#### [WRITTEN EXERCISE 1]
In the article on the SM-1 reactor decommissioning, during which week is the request for proposals now scheduled to be issued?

#### [PASSAGE]
Wrap Up: Army Corps Reactor Decommissioning RFP Delayed

By ExchangeMonitor

The U.S. Army Corps of Engineers (USACE) said Tuesday it has delayed by about three weeks releasing a request for proposals for decommissioning its SM-1 nuclear power reactor at Fort Belvoir, Va.

The procurement notice, previously expected around July 29, is now scheduled to be issued during the week of Aug. 19, according to Brenda Barber, project manager for the Environmental and Munitions Design Center in the Army Corps’ Baltimore District. Barber told RadWaste Monitor the revised schedule was prompted by “procurement-sensitive” review issues with the notice, but said she could not discuss specifics.

There was no immediate word on what, if any, impact the slowed procurement document could have on the remainder of the USACE schedule for awarding the contract. As of June, the Army Corps expected to review bids from October to next April, and then to award the contract at some point from May to July 2020.

The Army operated the pressurized-water reactor from 1957 to 1973 on its base less than 20 miles from Washington, D.C. It produced power, but was primarily used for training personnel to work at other plants in the Army Nuclear Power Program. The reactor has been in safe-storage mode since deactivation and limited decontamination that wrapped up in 1974.

Work under the decommissioning contract would include project management, removal of contaminated reactor parts and other materials, demolition, and waste disposal. The potential value of the award has not been made public.

Barber has said she anticipates six to eight competitive bidders.

The Army Corps this week also conducted site visits for potential decommissioning contract bidders for the deactivated SM-1A reactor at Fort Greely, Alaska. The RFP for that job is due out in 2021, with an award anticipated the following year and the start of decommissioning in 2022 or 2023.

#### [WRITTEN EXERCISE 2]
Copy the record that follows verbatim, leaving the picture out of your copy.

#### [DATASET CONTENT]
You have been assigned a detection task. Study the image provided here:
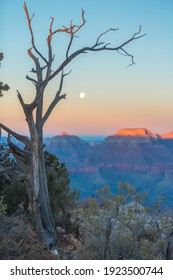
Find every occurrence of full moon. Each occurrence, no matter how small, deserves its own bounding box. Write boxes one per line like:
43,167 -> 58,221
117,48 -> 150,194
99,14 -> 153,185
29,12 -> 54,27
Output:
79,92 -> 86,99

#### [EXERCISE SOLUTION 1]
The week of Aug. 19.

#### [EXERCISE SOLUTION 2]
You have been assigned a detection task. Study the image provided here:
Find every occurrence of full moon. Each occurrence, no matter how small, deserves its own bounding box. Write boxes one per line like:
43,167 -> 58,221
117,48 -> 150,194
99,14 -> 153,185
29,12 -> 54,27
Output:
79,92 -> 86,99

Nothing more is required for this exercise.